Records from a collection
((

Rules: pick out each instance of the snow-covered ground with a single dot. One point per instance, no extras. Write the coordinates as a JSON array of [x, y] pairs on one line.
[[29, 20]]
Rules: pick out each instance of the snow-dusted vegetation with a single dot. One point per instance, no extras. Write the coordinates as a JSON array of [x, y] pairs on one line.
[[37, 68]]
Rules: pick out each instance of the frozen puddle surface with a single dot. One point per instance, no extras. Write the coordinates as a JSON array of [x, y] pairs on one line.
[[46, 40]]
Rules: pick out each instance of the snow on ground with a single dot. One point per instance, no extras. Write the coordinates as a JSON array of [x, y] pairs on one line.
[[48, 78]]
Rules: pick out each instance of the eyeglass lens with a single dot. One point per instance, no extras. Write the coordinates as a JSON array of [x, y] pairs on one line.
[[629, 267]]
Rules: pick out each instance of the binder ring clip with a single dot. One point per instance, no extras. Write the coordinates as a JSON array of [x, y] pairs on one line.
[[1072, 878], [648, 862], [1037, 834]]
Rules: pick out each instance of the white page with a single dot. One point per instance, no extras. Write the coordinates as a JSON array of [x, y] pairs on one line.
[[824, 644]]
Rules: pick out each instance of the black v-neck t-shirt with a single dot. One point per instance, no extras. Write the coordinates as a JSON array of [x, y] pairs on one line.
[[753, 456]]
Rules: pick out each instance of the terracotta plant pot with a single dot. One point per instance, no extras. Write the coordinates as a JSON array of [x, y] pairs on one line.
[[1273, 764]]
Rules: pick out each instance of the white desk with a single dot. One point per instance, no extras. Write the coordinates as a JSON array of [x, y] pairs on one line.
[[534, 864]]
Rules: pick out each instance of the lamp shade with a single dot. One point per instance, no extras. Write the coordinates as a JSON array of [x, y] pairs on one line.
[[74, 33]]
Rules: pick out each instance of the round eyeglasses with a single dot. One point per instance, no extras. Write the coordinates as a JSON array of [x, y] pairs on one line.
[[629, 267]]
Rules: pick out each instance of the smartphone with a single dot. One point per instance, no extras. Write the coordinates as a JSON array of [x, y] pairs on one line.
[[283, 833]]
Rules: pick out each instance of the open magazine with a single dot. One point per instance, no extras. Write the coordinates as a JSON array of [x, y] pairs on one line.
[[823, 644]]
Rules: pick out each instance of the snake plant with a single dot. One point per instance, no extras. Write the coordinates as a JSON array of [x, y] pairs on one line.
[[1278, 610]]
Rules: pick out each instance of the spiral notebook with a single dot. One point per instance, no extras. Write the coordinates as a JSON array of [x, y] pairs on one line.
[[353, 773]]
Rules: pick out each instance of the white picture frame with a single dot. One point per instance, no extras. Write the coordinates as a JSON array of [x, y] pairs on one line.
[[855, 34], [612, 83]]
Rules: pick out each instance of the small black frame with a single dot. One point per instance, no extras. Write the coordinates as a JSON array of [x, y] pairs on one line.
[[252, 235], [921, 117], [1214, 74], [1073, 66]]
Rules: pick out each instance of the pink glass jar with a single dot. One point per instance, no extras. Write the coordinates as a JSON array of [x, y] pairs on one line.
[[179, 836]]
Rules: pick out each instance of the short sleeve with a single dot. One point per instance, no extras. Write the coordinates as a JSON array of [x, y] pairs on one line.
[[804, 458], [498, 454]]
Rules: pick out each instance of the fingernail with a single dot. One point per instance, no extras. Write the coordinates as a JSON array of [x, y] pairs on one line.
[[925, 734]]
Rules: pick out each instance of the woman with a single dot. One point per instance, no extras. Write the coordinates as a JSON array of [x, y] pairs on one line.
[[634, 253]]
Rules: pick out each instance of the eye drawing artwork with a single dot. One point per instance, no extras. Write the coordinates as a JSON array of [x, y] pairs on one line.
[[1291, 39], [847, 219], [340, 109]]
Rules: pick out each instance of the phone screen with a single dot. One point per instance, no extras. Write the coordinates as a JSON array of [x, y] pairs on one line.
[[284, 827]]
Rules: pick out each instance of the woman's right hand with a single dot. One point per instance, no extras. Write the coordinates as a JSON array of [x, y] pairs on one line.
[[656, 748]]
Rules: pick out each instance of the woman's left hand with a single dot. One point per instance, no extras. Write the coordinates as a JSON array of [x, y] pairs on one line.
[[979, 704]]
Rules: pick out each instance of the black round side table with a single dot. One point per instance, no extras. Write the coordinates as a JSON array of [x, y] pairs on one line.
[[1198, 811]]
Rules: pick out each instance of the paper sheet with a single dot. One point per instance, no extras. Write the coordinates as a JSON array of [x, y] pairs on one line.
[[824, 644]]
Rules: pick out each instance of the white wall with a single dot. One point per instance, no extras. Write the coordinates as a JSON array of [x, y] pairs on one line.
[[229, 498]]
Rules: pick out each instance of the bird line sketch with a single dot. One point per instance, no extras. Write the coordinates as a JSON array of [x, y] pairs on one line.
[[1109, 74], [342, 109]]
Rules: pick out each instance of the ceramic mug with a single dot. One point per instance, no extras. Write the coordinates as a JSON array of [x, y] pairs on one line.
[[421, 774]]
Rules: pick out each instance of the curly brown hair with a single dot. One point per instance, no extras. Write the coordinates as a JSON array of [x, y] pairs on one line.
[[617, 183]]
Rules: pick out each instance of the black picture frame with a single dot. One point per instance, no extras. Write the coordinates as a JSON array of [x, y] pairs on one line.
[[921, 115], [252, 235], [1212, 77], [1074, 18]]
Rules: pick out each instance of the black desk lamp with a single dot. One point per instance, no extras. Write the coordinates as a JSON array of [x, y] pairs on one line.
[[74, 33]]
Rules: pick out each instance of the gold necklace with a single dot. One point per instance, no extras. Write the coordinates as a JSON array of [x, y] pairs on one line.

))

| Work item |
Exactness is what counts here: write out every record again.

| Answer to this exercise |
Rules: pick out each instance of the snow-covered ground with a single dot. One point per instance, no extras. Write the coordinates as a JSON array of [x, y] pairs on one line.
[[29, 20]]
Rules: pick out each instance of the snow-dusted vegetation with a single dot. One point per instance, no extras. Write the coordinates as a JSON array of [x, y] pairs on one line.
[[37, 68]]
Rules: pick out each instance of the frozen puddle surface with a single dot. One point per instance, no extras. Write the coordinates as a JSON array of [x, y] pairs on one line.
[[46, 40]]
Rules: pick out each instance of the snow on ground with a single dot. One point per instance, no extras. Write the coordinates as a JSON array of [x, y] pairs on one line.
[[48, 78]]
Rules: pick out each instance of the eyeglass lens with a single dot. One point per instance, no extras. Write the coordinates as a JSON array of [x, y] pairs on one line.
[[629, 267]]
Rules: pick out each instance of the binder ring clip with a single dot. One point per instance, no extras. Write the coordinates as a JSON array of [x, y] pairs on one line.
[[1072, 878], [648, 862], [1037, 834]]
Rules: pick out each instance of the white page with a single dot. One point per instance, no extras. Write the coordinates as a JSON array of [x, y] pairs on one line.
[[824, 644]]
Rules: pick out each instance of the black v-neck t-shirt with a single dot. One point per instance, no extras. Write the coordinates as a JSON array of [x, y] pairs on one line.
[[753, 456]]
Rules: pick out each instance of the terracotta plant pot with a single dot. One point per instance, no extras. Write the coordinates as a JSON array of [x, y] pairs on one line.
[[1273, 764]]
Rules: pick out each instance of the white desk with a single dot. One point per instance, no extras. Write the coordinates as a JSON array of [x, y] pairs on one line.
[[534, 864]]
Rules: pick out each instance of the lamp shade with a single dot. One point per instance, no extras. Write the coordinates as a JSON array of [x, y] pairs on one line.
[[74, 33]]
Rules: pick out each instance of the round eyeglasses with a single dot. One point per instance, no extras. Write the coordinates as a JSON array of [x, y] pairs on one line.
[[629, 267]]
Rules: pick out each instance of the smartphone with a single dot. One point per instance, no extras. Write the coordinates as a JSON array of [x, y] pairs on one line.
[[283, 833]]
Rules: pick out each instance of the open magazine with a single dot. One point per instance, no extras. Write the coordinates as a JSON array of [x, y] pairs on one line.
[[823, 644]]
Rules: pick out each instance of the snake plant with a single dot. One point per instance, no extras. Write the coordinates as a JSON array of [x, y] pairs on one line.
[[1278, 610]]
Rules: pick out each instance of the spiral notebook with a single dot. One point per instance, no extras. Write the coordinates as a JSON array of [x, y] pairs on one line.
[[353, 773]]
Rules: pick out each instance of the white picture frame with a single dot. One point per instance, no extras. Write the coordinates as a JSON array of [x, y] pairs on one line.
[[855, 34], [612, 83]]
Rules: pick out each instance of the small black frame with a single dot. One point per instance, no extras. Write the coordinates as a JSON array of [x, y] pairs on one line.
[[252, 235], [921, 117], [1214, 74], [1073, 66]]
Rules: pick out each instance of the pink glass jar with a single dot. One point per instance, no extras. Write the coordinates as a JSON array of [x, y] pairs on one line.
[[179, 836]]
Rules: pick out each instance of the short sleeve with a single dot. One point per instance, no extras. Write the coordinates as a JSON array of [x, y] pairs on one line.
[[804, 458], [498, 454]]
Rules: pick out each instance of the fingernail with a single dot. One point per instance, no extras. Write the coordinates as a JSON array of [x, y] pairs on one line.
[[925, 734]]
Rules: pick out each instance of the woman with a single dot. One point per instance, no extras. Write the coordinates as a JSON array of [x, y] pairs on one line.
[[634, 253]]
Rules: pick out each instance of the eye drawing artwork with a single dot. One point per instance, no extras. Write the coordinates as a JSON array of [x, y] pairs on one line.
[[1291, 39], [847, 219], [340, 109]]
Rules: pick out each instance of the phone screen with a single dot. One point per instance, no extras. Write the coordinates as a JSON array of [x, y] pairs on one line.
[[284, 827]]
Rules: pick out each instance of the woman's right hand with a single dot. One point per instance, no extras. Write the coordinates as a JSON array of [x, y] pairs on one line.
[[656, 748]]
Rules: pick out each instance of the woman's left hand with a single dot. One point per instance, no extras. Write the coordinates as a JSON array of [x, y] pairs on one line.
[[979, 704]]
Rules: pick out each instance of the black round side table with a single dot. One point per instance, no extras. Write the coordinates as a JSON array of [x, y] pairs on one line.
[[1198, 811]]
Rules: pick out each instance of the paper sheet with a single dot. One point per instance, no extras. Write the coordinates as a JSON array of [x, y] pairs on one line.
[[824, 644]]
Rules: pick out each instance of the white wall with a single dot. One point per instance, no extras. Write the coordinates as a JSON array of [x, y] pairs on one line.
[[229, 498]]
Rules: pick out each instance of the bird line sketch with a single dot. One point per instance, no extras. Write the coordinates as a JSON array of [x, y] pairs on one line.
[[1109, 74], [342, 109]]
Rules: pick out each instance of the ceramic mug with a single dot. One point per instance, no extras. Write the coordinates as a JSON array of [x, y] pairs on one line.
[[421, 774]]
Rules: pick out each instance of the curly brown hair with a single dot. One point per instance, no extras. Write the coordinates as a JSON array of [x, y] pairs on one line.
[[617, 183]]
Rules: pick out each instance of the black picture frame with a single dot. One point per instance, no extras. Write the coordinates as a JSON array of [x, y] pairs on one line.
[[921, 115], [252, 235], [1212, 77], [1074, 18]]
Rules: pick out each instance of the black desk lamp with a single dot. One point per instance, no extras. Write the coordinates as a JSON array of [x, y] pairs on one line.
[[74, 33]]
Rules: pick out each instance of the gold necklace with a single dot. One point per instance, no extras. Write the coordinates as a JSON array of [x, y] pairs on one line.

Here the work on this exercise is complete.